= GIVEN EXERCISE =
Render every line of the items below as a numbered list, omitting blank lines and leaving the pictures out.

*** DATA ROWS

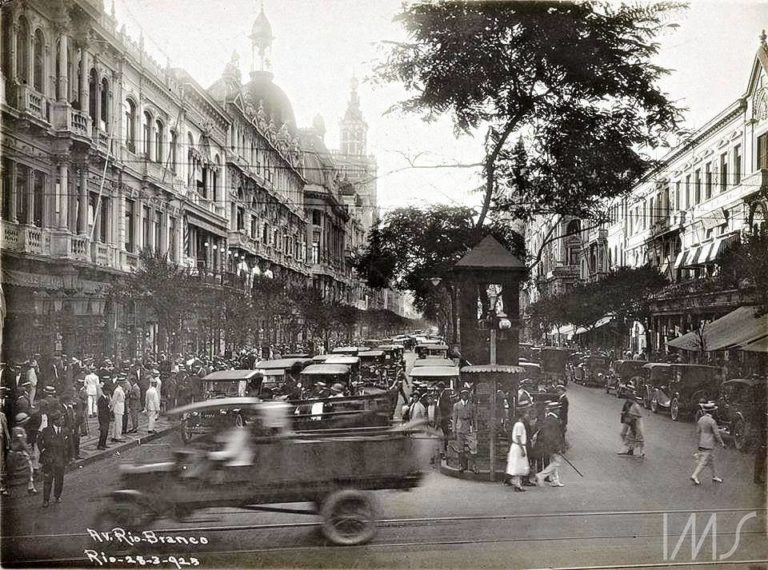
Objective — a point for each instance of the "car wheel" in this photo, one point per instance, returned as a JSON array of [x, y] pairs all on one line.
[[186, 431], [123, 514], [674, 409], [739, 433], [349, 517]]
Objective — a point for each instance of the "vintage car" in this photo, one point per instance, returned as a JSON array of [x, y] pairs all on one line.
[[741, 406], [352, 361], [328, 374], [689, 384], [372, 365], [427, 350], [431, 375], [621, 373], [418, 363], [265, 462], [348, 350], [276, 372], [553, 364], [592, 371], [216, 386], [655, 374]]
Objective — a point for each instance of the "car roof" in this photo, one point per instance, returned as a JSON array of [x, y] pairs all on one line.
[[231, 375], [316, 369], [280, 363], [218, 403], [342, 359], [420, 362], [436, 371]]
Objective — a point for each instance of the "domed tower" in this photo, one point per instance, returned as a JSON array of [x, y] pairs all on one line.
[[261, 41], [354, 130]]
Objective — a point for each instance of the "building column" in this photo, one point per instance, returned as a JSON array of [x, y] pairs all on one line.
[[165, 242], [30, 197], [62, 194], [12, 174], [63, 79], [82, 210], [138, 233], [84, 80], [97, 118]]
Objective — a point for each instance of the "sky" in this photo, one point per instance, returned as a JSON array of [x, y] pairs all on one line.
[[320, 44]]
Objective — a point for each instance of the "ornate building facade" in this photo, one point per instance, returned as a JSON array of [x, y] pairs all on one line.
[[681, 219], [107, 153]]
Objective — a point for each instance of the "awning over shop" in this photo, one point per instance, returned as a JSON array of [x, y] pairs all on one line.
[[737, 328], [601, 323], [721, 245], [759, 345], [703, 254], [562, 330]]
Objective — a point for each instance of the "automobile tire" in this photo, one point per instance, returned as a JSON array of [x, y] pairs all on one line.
[[739, 433], [674, 409], [186, 431], [128, 515], [349, 517]]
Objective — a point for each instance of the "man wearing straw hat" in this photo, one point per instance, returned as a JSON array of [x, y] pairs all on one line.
[[708, 435]]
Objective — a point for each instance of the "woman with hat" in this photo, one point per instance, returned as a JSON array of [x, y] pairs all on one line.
[[708, 435], [21, 446], [517, 459], [632, 424]]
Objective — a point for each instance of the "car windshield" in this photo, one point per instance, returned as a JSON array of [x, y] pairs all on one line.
[[222, 388]]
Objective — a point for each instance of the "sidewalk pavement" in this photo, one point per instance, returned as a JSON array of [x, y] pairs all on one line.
[[88, 443]]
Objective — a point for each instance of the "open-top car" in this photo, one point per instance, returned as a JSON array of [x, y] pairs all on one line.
[[655, 374], [418, 363], [623, 372], [689, 384], [217, 386], [553, 364], [741, 407], [265, 462], [430, 350], [431, 375]]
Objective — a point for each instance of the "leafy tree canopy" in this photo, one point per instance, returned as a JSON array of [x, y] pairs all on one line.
[[574, 79], [414, 245]]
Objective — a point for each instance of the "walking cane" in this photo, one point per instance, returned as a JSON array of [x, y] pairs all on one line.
[[572, 465]]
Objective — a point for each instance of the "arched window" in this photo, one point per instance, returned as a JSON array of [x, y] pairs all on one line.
[[39, 48], [93, 94], [22, 51], [159, 129], [147, 135], [174, 150], [129, 108], [104, 104]]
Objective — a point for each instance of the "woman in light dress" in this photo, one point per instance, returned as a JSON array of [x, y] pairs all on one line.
[[517, 460]]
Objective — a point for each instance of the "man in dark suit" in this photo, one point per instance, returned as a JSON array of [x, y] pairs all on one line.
[[563, 408], [55, 452], [105, 415]]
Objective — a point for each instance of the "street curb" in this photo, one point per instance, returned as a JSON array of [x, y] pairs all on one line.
[[75, 465], [482, 475]]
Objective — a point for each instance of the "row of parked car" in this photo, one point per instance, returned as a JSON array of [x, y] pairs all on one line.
[[679, 389]]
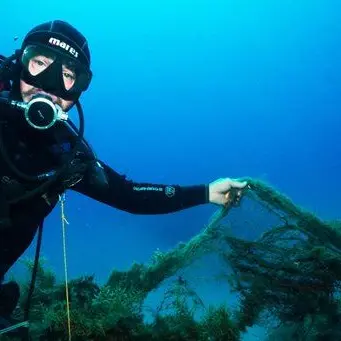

******

= CORRECT RESPONSE =
1. Objective — a point for each instance of the "car wheel" in this photo, one point per instance, returned as a JSON array of [x, y] pairs all on one line.
2. [[186, 431], [123, 514], [674, 409], [739, 433], [349, 517]]
3. Objective — a point for each instance of the "vintage car" in this photo, one point per instance, returned as a JSON array of [x, y] pairs all on one line.
4. [[741, 406], [352, 361], [328, 374], [689, 384], [372, 365], [427, 350], [431, 375], [621, 373], [418, 363], [265, 462], [348, 350], [276, 372], [553, 364], [592, 371], [216, 386], [655, 374]]
5. Objective — a point for each instance of the "car roof" in this photo, one point per instance, returned as a JSON array of [x, y] pairs all on one line.
6. [[231, 375], [316, 369], [280, 363], [218, 403], [342, 359], [420, 362], [436, 371]]
7. Objective — a point for each instance of the "domed tower" in this photo, one point per instance, returned as a JSON array of [x, y] pairs all on one line.
8. [[261, 41], [354, 130]]
9. Objective — a point for each instance of the "building column" in this photo, one point per instance, returned as a JSON array of [x, y] pairs all on one line.
10. [[165, 242], [30, 197], [62, 194], [12, 174], [63, 79], [82, 210], [138, 233], [84, 80], [97, 118]]
11. Objective — a point for each instance of the "sky" in this photo, one point per instance, returned as a JSON array of [x, y] pairs all on one line.
12. [[320, 44]]
13. Objective — a point for each instance of the "ornate building facade" in this photo, one point per instance, returned as a JSON array of [x, y] pairs all on one line.
14. [[681, 219], [107, 153]]
15. Objective — a point for each instance of the "awning over shop" in this photo, one point per instance, returned as a JSON array of [x, y] pairs all on one line.
16. [[737, 328], [601, 323], [721, 245], [759, 345], [703, 254], [562, 330]]
17. Objective — a point for each instance of the "automobile tire" in this photo, one point per instance, returned as a JSON array of [x, y] pairs all on one line.
18. [[739, 433], [674, 409], [186, 431], [128, 515], [349, 517]]
19. Objective — a point for each instance of the "man wearing straw hat" in this photo, one point per instance, returned as a JSON array of [x, y] pairs all on one line.
20. [[708, 435]]
21. Objective — a point for each instance of the "woman with hat" in this photo, one point per instance, returned as a JSON array of [x, y] pairs all on one line.
22. [[708, 435], [21, 446], [517, 459], [632, 424]]
23. Objective — a point for each instance of the "car windshield" in this photo, one point per instance, returned as a JSON array of [x, y] pairs all on one line.
24. [[222, 388]]
25. Objective — a point for each instance of the "sidewalk pavement" in this photo, one point per instance, returned as a JSON array of [x, y] pairs all on one line.
26. [[88, 443]]
27. Objective — a point for each instance of the "open-top car" in this photo, one point per instance, returned as a JSON array of [x, y] pairs all on one line.
28. [[655, 374], [418, 363], [623, 372], [689, 384], [217, 386], [553, 364], [741, 407], [265, 462], [430, 350], [431, 375]]
29. Objective — a point for each instance of the "leafy tree canopy" in this photo, one point per instance, returned as a JSON array of [x, y] pairs all on one line.
30. [[574, 79], [414, 245]]
31. Objective — a point for each instance of the "walking cane" in this photo, one point per instance, returned as a JSON array of [x, y] pairs all on one line.
32. [[572, 465]]
33. Objective — a point for each instance of the "arched window" in this photo, one point per instance, returned as a JSON array of [x, y] pairs all on one line.
34. [[39, 48], [93, 94], [22, 51], [159, 129], [147, 135], [174, 150], [129, 108], [104, 104]]
35. Objective — a point for each instance of the "woman in light dress" in this photo, one point per instance, returned as a JSON array of [x, y] pairs all on one line.
36. [[517, 460]]
37. Objective — a point for each instance of the "man in dark suit" in this photo, one point per instance, returned as a JSON array of [x, y] pairs all on one line.
38. [[563, 408], [55, 452], [105, 415]]
39. Objective — a point for each instance of the "street curb" in this photo, one point per instance, returned as a JSON array of [x, y] pairs all on one line.
40. [[75, 465], [482, 475]]
41. Objective — a point for each instance of the "row of parked car" in this photo, one point per instance, returned as a JSON array of [x, y] pairs all on one line.
42. [[679, 389]]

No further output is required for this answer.